- [The tasks]
1 > In the overclocking thread, which test does the reply say to run after raising the FSB and booting into Windows?
2 > Reproduce the overclocking thread from "1)Confirm whether the" to "Pi 1M test.".

- [Passage]
--- start ---
# overclocki ma amd......



## anilthomas26 (Sep 7, 2006)

in ma bios there is an option to overclock by 1% , 2% 5% etc......

shud i try it out ????

ma config is.:

asus k8n mobo
1gb ram
evga 6800gs 256mb
amd 64 bit 2800+


----------



## akshayt (Sep 7, 2006)

Do it manually.

I am not very sure about s754 but it should mostly be like.

1)Confirm whether the motherboard has PCI and AGP locks.

2)Use RAM dividers unless you have overclockable RAM, set RAM to maybe 333. Increase FSB in increments of 2-5MHz and boot into windows to check for stability. Run Super Pi 1M test. 

3)Repeat the process again and again until it refuses to boot. Then increase the v core by the smallest possible increment possible. Keep in mind the safe limits of this CPU at stock cooling and also keep a control over your temperatures. If they go to high, you will fry something.

4)Try with different mutlipliers.

read details at : www.amd64oc.blogspot.com


----------



## anilthomas26 (Sep 7, 2006)

i was not very sure bout doin it manually....tat is y i asked wether it wud be ok if i use the automated process available.....

its ther in my bios as i said.......


----------



## akshayt (Sep 7, 2006)

do it manually, read the blog and other s754 oc guides, that is a s939 guide but should build general concepts


----------
--- end ---
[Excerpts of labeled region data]
--- start ---
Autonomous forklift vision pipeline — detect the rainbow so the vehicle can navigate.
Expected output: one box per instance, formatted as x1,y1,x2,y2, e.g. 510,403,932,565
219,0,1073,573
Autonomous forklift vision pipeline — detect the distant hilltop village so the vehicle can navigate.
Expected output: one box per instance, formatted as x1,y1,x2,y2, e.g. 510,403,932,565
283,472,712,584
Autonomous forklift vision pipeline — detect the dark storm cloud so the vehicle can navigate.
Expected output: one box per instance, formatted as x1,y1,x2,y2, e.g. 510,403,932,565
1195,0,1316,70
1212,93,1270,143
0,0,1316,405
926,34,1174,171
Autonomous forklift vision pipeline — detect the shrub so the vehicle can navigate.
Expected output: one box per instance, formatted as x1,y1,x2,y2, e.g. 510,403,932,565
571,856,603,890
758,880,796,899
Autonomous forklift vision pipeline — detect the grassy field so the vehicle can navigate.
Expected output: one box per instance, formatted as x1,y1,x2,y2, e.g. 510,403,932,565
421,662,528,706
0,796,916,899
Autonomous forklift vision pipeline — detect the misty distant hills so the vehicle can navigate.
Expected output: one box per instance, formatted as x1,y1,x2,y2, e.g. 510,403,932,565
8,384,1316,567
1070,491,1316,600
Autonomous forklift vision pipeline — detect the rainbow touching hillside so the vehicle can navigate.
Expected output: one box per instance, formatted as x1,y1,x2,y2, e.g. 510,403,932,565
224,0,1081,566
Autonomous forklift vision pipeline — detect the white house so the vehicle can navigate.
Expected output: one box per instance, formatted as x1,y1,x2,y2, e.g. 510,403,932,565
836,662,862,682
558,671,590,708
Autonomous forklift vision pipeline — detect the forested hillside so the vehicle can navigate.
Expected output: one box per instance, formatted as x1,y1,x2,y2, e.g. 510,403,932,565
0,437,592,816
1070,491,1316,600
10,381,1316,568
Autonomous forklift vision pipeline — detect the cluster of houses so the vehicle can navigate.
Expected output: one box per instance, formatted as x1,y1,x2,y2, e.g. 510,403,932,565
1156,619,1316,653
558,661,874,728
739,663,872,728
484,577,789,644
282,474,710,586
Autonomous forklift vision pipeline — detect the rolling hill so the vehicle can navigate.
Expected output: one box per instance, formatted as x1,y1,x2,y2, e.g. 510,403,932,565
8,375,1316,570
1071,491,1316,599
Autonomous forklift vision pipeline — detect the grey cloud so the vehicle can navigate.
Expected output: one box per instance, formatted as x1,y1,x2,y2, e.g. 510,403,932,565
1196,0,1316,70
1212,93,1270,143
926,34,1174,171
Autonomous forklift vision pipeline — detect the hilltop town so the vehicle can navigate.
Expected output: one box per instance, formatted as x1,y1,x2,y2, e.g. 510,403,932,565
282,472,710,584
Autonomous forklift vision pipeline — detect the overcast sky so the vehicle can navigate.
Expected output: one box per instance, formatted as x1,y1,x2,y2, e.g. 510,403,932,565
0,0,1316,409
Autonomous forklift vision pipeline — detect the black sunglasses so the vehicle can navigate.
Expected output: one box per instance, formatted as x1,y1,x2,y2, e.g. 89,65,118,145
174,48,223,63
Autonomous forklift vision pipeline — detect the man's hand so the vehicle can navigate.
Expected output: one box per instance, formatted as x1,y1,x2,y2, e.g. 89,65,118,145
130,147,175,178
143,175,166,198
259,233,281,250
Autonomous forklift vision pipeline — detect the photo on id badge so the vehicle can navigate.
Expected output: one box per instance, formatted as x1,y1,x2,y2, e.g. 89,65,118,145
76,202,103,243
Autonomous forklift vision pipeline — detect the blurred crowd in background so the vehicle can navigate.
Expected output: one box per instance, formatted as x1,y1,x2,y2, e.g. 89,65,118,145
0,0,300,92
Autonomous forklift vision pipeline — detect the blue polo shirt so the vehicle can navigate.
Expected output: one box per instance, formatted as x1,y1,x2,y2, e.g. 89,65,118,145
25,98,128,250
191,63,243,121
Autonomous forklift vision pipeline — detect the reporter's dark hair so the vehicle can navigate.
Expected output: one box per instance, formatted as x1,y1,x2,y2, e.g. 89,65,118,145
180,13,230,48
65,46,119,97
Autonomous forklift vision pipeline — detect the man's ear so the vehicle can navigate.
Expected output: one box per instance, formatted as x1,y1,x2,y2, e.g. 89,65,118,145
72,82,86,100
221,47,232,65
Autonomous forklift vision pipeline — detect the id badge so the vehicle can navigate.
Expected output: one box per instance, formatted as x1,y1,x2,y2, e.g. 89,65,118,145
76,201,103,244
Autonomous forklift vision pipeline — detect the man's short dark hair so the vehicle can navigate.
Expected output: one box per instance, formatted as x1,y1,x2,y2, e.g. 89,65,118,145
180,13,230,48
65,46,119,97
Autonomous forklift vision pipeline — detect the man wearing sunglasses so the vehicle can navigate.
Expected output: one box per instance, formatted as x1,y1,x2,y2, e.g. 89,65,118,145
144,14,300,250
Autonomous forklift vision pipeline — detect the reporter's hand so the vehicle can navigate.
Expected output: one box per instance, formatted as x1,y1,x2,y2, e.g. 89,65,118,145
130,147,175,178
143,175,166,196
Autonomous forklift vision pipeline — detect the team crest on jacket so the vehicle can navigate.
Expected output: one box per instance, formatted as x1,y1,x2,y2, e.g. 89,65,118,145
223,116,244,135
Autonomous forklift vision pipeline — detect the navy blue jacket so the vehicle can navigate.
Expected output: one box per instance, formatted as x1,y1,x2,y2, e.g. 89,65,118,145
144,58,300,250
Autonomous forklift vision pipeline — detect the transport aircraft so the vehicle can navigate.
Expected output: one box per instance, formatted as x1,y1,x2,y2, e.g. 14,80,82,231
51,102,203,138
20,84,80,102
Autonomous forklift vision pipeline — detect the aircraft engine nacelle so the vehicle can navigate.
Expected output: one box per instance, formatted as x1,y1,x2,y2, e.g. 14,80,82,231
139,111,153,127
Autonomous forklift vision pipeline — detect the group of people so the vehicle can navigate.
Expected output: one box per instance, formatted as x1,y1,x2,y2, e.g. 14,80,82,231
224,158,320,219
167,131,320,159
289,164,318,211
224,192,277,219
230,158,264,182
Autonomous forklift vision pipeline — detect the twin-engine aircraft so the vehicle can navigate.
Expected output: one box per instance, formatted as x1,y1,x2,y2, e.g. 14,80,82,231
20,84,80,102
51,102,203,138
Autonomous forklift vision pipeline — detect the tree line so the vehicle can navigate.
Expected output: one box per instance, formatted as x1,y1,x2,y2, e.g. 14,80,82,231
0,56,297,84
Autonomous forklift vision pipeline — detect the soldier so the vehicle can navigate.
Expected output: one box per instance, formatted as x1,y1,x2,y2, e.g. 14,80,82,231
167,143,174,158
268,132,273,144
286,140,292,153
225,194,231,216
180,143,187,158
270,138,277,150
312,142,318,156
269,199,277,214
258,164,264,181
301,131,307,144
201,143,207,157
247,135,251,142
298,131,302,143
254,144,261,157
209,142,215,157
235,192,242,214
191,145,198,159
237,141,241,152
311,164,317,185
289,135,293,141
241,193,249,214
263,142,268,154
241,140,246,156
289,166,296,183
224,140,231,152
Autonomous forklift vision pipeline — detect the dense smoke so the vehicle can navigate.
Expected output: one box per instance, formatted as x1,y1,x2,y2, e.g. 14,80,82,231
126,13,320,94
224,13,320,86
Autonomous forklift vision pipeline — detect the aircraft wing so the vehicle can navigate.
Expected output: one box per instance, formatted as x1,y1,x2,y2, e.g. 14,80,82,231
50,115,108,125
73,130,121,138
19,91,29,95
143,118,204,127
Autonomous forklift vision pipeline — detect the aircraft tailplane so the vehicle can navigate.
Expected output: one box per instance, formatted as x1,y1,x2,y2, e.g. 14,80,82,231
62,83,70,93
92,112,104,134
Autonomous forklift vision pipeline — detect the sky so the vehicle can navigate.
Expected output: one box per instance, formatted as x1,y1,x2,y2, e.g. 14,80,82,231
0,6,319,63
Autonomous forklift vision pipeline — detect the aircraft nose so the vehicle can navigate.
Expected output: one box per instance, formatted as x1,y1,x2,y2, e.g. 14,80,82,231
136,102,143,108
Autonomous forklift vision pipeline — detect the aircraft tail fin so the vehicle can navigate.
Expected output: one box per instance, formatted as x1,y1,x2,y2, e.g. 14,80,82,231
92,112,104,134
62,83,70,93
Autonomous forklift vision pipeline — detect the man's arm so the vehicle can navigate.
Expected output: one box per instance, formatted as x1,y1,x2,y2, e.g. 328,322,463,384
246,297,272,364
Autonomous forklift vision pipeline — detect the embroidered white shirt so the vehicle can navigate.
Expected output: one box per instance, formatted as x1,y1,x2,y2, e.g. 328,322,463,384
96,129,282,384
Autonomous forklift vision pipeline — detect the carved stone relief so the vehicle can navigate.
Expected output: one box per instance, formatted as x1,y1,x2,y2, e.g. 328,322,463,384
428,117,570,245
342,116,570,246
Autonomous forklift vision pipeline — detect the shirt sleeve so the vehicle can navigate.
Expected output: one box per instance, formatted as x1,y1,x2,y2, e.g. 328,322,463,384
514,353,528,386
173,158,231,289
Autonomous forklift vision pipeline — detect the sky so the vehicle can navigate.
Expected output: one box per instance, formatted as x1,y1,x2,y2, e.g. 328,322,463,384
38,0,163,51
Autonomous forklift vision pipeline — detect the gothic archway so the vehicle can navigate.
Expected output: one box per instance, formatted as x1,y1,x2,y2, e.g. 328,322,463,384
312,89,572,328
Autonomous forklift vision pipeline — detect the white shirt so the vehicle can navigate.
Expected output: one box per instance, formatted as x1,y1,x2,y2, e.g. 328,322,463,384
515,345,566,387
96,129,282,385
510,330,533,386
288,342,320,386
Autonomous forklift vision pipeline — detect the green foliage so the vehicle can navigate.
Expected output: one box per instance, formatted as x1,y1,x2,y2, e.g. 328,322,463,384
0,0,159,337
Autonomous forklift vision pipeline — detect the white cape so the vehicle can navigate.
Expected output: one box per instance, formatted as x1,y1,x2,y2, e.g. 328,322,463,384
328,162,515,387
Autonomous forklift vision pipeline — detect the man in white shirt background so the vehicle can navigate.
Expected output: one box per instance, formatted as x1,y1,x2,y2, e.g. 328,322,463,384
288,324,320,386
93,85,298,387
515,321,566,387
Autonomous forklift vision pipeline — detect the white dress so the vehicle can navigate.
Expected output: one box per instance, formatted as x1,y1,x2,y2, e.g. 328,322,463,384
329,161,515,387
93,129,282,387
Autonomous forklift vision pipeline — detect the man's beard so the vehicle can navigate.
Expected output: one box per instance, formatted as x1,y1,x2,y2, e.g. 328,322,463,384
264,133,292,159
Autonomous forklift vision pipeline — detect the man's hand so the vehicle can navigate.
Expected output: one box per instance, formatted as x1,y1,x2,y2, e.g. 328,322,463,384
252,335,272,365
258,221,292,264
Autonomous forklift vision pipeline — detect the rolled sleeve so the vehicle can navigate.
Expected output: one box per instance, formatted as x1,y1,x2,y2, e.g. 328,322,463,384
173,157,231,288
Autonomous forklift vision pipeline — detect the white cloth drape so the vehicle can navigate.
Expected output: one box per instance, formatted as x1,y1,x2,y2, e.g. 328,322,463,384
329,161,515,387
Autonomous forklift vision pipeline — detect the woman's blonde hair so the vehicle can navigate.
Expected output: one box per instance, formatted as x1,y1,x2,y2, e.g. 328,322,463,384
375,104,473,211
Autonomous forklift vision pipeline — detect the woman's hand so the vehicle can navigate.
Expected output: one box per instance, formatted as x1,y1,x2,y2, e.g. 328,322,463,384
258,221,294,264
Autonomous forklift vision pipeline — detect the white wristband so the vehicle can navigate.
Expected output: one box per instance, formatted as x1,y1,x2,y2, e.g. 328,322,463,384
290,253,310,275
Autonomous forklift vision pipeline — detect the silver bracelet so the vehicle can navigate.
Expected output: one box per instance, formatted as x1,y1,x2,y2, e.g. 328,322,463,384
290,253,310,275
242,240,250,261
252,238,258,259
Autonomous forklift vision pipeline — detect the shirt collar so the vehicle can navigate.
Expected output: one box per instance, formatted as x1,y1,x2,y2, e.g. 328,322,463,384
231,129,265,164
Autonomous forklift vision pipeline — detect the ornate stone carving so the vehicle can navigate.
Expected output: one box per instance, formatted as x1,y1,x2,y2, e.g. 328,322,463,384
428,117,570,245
--- end ---
- [Answers for this exercise]
1 > The Super Pi 1M test.

2 >
1)Confirm whether the motherboard has PCI and AGP locks.

2)Use RAM dividers unless you have overclockable RAM, set RAM to maybe 333. Increase FSB in increments of 2-5MHz and boot into windows to check for stability. Run Super Pi 1M test.